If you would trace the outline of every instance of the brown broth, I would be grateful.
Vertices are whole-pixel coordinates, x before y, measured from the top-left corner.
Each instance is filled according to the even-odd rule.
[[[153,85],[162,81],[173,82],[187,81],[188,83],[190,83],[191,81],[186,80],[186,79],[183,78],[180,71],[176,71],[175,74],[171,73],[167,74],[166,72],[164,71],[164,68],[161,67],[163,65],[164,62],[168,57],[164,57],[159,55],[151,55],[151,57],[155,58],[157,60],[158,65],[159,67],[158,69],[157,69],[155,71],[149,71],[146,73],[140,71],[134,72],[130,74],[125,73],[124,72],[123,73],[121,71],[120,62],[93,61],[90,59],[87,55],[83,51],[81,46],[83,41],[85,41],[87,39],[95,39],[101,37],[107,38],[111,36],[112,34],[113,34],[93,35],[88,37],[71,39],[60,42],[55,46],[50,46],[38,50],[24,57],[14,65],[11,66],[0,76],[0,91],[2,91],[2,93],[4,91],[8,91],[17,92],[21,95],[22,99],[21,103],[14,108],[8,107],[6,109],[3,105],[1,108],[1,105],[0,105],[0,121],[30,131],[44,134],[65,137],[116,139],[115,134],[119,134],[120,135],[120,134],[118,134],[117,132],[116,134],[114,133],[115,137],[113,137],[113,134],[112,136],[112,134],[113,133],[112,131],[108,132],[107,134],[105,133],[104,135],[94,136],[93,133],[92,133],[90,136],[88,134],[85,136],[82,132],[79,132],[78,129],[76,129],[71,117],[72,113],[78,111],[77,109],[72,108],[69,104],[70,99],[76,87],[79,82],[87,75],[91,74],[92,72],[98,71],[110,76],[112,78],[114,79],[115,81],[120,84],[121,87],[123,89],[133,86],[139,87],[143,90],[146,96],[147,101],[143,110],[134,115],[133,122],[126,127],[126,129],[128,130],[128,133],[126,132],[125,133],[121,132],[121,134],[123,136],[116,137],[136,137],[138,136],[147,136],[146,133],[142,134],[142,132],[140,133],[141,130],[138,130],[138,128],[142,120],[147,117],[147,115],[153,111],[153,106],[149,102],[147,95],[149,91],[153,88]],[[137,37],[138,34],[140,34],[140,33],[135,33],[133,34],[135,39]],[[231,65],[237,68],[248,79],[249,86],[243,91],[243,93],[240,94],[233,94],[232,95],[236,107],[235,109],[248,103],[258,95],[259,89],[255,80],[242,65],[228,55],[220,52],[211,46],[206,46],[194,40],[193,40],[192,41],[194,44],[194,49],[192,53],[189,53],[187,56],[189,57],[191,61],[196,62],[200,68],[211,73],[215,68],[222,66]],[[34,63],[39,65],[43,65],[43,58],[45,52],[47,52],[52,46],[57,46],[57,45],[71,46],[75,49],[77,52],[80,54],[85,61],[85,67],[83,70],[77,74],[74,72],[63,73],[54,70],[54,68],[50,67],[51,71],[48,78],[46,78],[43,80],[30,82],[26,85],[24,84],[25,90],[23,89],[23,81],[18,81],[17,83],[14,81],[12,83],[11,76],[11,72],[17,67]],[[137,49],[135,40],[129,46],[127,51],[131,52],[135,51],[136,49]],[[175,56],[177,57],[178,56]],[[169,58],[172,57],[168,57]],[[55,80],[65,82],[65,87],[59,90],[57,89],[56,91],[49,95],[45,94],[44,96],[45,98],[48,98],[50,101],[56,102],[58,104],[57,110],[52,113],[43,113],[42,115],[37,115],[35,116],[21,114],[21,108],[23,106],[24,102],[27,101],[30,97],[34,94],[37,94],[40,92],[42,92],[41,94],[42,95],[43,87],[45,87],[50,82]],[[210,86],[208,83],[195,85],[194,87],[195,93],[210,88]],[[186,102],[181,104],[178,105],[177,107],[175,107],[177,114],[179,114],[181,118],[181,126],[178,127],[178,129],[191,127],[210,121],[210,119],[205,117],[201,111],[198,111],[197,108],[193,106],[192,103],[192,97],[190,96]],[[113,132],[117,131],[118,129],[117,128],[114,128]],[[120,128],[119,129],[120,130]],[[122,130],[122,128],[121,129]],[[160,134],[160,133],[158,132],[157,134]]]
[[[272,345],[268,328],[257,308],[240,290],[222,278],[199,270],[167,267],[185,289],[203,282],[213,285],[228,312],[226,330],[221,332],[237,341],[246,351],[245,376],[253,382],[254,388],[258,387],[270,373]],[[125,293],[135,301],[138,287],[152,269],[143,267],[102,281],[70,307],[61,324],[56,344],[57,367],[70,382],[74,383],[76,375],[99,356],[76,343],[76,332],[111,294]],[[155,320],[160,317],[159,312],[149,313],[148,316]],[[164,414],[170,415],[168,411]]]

******

# ARBEITSANWEISUNG
Kopieren Sie sämtliche oben stehenden Daten vollständig und zeichengetreu, Zeile für Zeile.

# LÖSUNG
If you would trace the outline of every instance of the brown broth, I would be grateful.
Vertices are whole-pixel coordinates, x before y, measured from the top-left corner.
Each instance is filled according to the even-odd rule.
[[[153,85],[162,81],[173,82],[187,81],[188,83],[190,83],[191,81],[186,80],[186,79],[183,78],[180,71],[176,71],[175,74],[171,73],[167,74],[166,72],[164,71],[164,68],[161,67],[163,65],[164,62],[168,57],[164,57],[159,55],[151,55],[151,57],[155,58],[157,60],[158,65],[159,67],[158,69],[157,69],[155,71],[149,71],[146,73],[140,71],[134,72],[130,74],[125,73],[124,72],[123,73],[121,71],[120,62],[93,61],[90,59],[87,55],[83,51],[81,46],[83,41],[85,41],[87,39],[95,39],[101,37],[107,38],[111,36],[112,34],[113,34],[93,35],[88,37],[71,39],[60,42],[55,46],[50,46],[38,50],[24,57],[14,65],[11,66],[0,76],[0,91],[2,91],[2,93],[4,91],[8,91],[17,92],[21,95],[22,99],[21,103],[14,108],[8,107],[6,109],[3,105],[1,108],[1,105],[0,105],[0,121],[30,131],[44,134],[65,137],[116,139],[115,134],[119,134],[120,135],[120,134],[118,134],[117,132],[116,134],[114,133],[115,137],[113,137],[113,134],[112,136],[112,134],[113,133],[112,131],[108,132],[107,134],[105,133],[104,135],[94,136],[93,133],[92,133],[90,136],[88,134],[85,136],[82,132],[79,132],[78,129],[76,129],[71,117],[72,113],[78,111],[77,109],[72,108],[69,104],[70,99],[76,87],[79,82],[87,75],[91,74],[92,72],[98,71],[110,76],[112,78],[114,79],[115,81],[120,84],[121,87],[123,89],[133,86],[139,87],[143,90],[146,96],[147,101],[143,110],[134,115],[133,122],[126,127],[126,129],[128,130],[128,133],[126,132],[125,133],[121,132],[121,134],[123,136],[116,137],[136,137],[138,136],[147,136],[146,133],[142,134],[142,132],[140,133],[141,130],[138,130],[138,128],[142,120],[147,117],[147,115],[153,111],[153,106],[149,102],[147,95],[149,91],[153,88]],[[137,37],[138,34],[140,34],[140,33],[135,33],[133,34],[135,39]],[[231,65],[237,68],[248,79],[249,86],[243,91],[243,93],[240,94],[233,94],[232,95],[236,107],[235,109],[248,103],[258,95],[259,89],[255,80],[242,65],[228,55],[220,52],[211,46],[206,46],[194,40],[193,40],[192,41],[194,44],[194,49],[192,53],[189,53],[187,56],[189,57],[191,61],[196,62],[200,68],[211,73],[215,68],[222,66]],[[34,63],[39,65],[43,65],[43,58],[45,52],[47,52],[52,46],[57,46],[57,45],[71,46],[75,49],[77,52],[80,54],[85,61],[85,67],[83,70],[77,74],[74,72],[63,73],[54,70],[54,68],[50,67],[51,71],[48,78],[46,78],[43,80],[30,82],[26,85],[24,84],[25,90],[23,89],[23,81],[18,81],[17,83],[14,81],[12,83],[11,76],[11,72],[17,67]],[[137,49],[135,40],[129,46],[127,51],[131,52],[135,51],[136,49]],[[175,56],[177,57],[178,56]],[[169,58],[172,57],[168,57]],[[55,80],[65,82],[65,87],[59,90],[57,89],[56,91],[49,95],[45,94],[44,96],[45,98],[48,98],[50,101],[56,102],[58,104],[57,110],[52,113],[43,113],[42,115],[37,115],[35,116],[21,114],[21,108],[23,106],[24,102],[27,101],[30,97],[34,94],[37,94],[40,92],[42,92],[41,94],[42,95],[43,87],[45,87],[50,82]],[[210,86],[208,83],[195,85],[194,87],[195,93],[210,88]],[[186,102],[181,104],[178,105],[177,107],[175,107],[177,114],[179,114],[181,118],[181,126],[178,127],[178,129],[191,127],[210,121],[210,119],[205,117],[201,111],[198,111],[197,108],[193,106],[192,103],[192,97],[190,96]],[[113,132],[117,131],[118,129],[117,128],[114,128]],[[120,128],[119,129],[120,130]],[[122,130],[122,128],[121,129]],[[160,134],[160,133],[158,132],[157,134]]]
[[[272,345],[268,328],[257,308],[240,290],[222,278],[199,270],[167,267],[185,289],[203,282],[213,285],[228,312],[226,330],[221,332],[237,341],[246,351],[245,376],[253,382],[254,388],[258,387],[270,373]],[[125,293],[135,301],[138,287],[152,269],[143,267],[102,281],[70,307],[61,324],[56,344],[57,367],[70,382],[74,383],[76,375],[99,356],[76,343],[76,332],[111,294]],[[155,320],[160,317],[159,312],[149,313],[148,316]],[[164,414],[170,415],[168,411]]]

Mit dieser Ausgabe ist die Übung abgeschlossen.